Saturday, September 27, 2008

Some Aspects of Religion and Tradition in the West and Far North




Although Foumban seemed predominantly Muslim, Christianity (mainly Protestantism) is also strong in West Cameroon. In fact Islam, Christianity and traditional religions have roughly equal shares there (an invention of one of the Bamoun kings was a religion that was a fusion of all three, but this did not last). We passed a large number of Christian, mainly Protestant, churches along the road, some very impressive constructions. There are also pockets of Christianity in the Far North, some quite fundamentalist. One volunteer in a village in the Far North told me about a church service that she was obliged to attend since the school she works in is strongly religious. She said that the preacher worked people into a frenzy and demanded that “fornicators and masturbators” come forward and repent, whereupon several complied.

The brand of Islam in Foumban is very modern whereas in the Far North it seems a little more fundamentalist and less flexible, e.g. with respect to dress, the role of women and frequency of prayers. In the Far North work is punctuated by prayers and buses stop for prayers. One of the practices which I least like here (because it seems to imply that women are subservient to men), and which happily is not very common, is that when some women need to address a man for a purpose such as to buy a bus ticket they crouch before him and present their money on outstretched palms of their hands, from which the man removes the money and in which he places the ticket and any change. A few women in the Far North are completely hidden behind black veils but some of them greet me quite cheerily when we pass on the road. Most Muslims of every age seem to practise, though a surprising number drink alcohol on the quiet (some of them hide their drinks underneath the table between hasty gulps). Nowhere in Cameroon have I seen any signs of militancy or sympathies with terrorist causes.

Record excerpts -

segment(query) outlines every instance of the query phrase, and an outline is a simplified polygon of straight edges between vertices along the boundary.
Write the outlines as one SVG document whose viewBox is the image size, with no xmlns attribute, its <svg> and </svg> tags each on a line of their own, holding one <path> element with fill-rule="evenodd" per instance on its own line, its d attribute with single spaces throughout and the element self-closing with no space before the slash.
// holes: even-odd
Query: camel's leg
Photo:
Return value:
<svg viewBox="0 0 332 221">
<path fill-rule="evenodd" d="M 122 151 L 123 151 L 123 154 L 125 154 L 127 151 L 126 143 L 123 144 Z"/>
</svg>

Parts of the exercise -
1 > Sum up the post on religion in Cameroon in two sentences.
2 > Repeat, word for word, the stretch of the post on religion in Cameroon from "Some Aspects of" through "whereupon several complied.".

Answers for the tasks -
1 > In West Cameroon, Islam, Christianity and traditional religions have roughly equal shares, and the Far North also has pockets of Christianity, some of them quite fundamentalist. Islam in Foumban is very modern, while in the Far North it seems more fundamentalist and less flexible, though the writer has seen no signs of militancy anywhere in Cameroon.

2 >
Some Aspects of Religion and Tradition in the West and Far North




Although Foumban seemed predominantly Muslim, Christianity (mainly Protestantism) is also strong in West Cameroon. In fact Islam, Christianity and traditional religions have roughly equal shares there (an invention of one of the Bamoun kings was a religion that was a fusion of all three, but this did not last). We passed a large number of Christian, mainly Protestant, churches along the road, some very impressive constructions. There are also pockets of Christianity in the Far North, some quite fundamentalist. One volunteer in a village in the Far North told me about a church service that she was obliged to attend since the school she works in is strongly religious. She said that the preacher worked people into a frenzy and demanded that “fornicators and masturbators” come forward and repent, whereupon several complied.